Very few independent British developers can boast 18 years in the business like Team17. We caught up with Martyn Brown, Team17's veteran studio director, to talk about resurrecting classic IP, Worms, Xbox Live Arcade and life as an indie in a consolidated industry.

A new Breed

How many staff do you have up there in Team17’s Yorkshire HQ now?

Martyn Brown: We’re a studio of around 85 or so, up by 30 per cent on a few years ago. Of those 85, about 75 you’d call day-to-day development staff (leaving admin and management aside). Other than the ten or so in production/production-support, the developers roughly divide up to be about 20 programmers, 25 artists and animators, a dozen designers, and then the audio guys and so on.

Is the studio still expanding?

We’ve expanded pretty slowly to be honest, to try to ensure we avoid periods where we could have a lot of staff in-between projects – such is the lot of a larger indie. Mostly we’ve done pretty well on that score which has helped us grow steadily, especially when we landed a larger title like we did with Sierra/Vivendi a year or two back.

Do you make much use of flexible freelancers and outsourcing these days?

We make use of a few select outsource people when it makes sense to, but our preference is to try and handle everything on-site where possible. I think most indie developers of some age have experienced difficult periods when circumstances combine to make life hard. It’s usually very difficult to ‘dovetail’ production from one signed project to another, given the complexities and nature of the business and how things pan out.

Entries ▸
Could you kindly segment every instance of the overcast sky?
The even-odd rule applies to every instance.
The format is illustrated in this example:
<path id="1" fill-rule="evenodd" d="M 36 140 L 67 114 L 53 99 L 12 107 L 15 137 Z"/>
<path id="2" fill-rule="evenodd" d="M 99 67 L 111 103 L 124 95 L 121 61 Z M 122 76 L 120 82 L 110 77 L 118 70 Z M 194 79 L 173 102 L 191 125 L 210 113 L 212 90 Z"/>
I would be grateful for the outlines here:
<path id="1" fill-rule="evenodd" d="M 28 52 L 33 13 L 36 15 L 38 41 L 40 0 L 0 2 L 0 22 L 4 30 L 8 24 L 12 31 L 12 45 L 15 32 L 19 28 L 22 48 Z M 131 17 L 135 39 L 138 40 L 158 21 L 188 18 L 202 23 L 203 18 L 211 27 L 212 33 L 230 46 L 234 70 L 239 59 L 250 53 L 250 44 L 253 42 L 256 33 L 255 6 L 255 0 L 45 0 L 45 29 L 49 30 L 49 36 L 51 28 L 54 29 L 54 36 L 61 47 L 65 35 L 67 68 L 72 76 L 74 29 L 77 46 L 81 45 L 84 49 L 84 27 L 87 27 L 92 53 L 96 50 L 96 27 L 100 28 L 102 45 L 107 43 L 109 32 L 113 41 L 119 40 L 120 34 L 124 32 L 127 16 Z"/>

Exercises ▸
(A) From the Team17 interview, reproduce everything from "Do you make" down to "things pan out.".
(B) List the topics that the introduction to the Team17 interview says were discussed with Martyn Brown.
(C) Answer these questions from the Team17 interview.
(i) How many years has Team17 been in the business?
(ii) About how many programmers does the studio have?
(iii) With which company did the studio land a larger title a year or two back?

Final results ▸
(A)
Do you make much use of flexible freelancers and outsourcing these days?

We make use of a few select outsource people when it makes sense to, but our preference is to try and handle everything on-site where possible. I think most indie developers of some age have experienced difficult periods when circumstances combine to make life hard. It’s usually very difficult to ‘dovetail’ production from one signed project to another, given the complexities and nature of the business and how things pan out.

(B)
- resurrecting classic IP
- Worms
- Xbox Live Arcade
- life as an indie in a consolidated industry

(C)
(i) 18 years
(ii) About 20
(iii) Sierra/Vivendi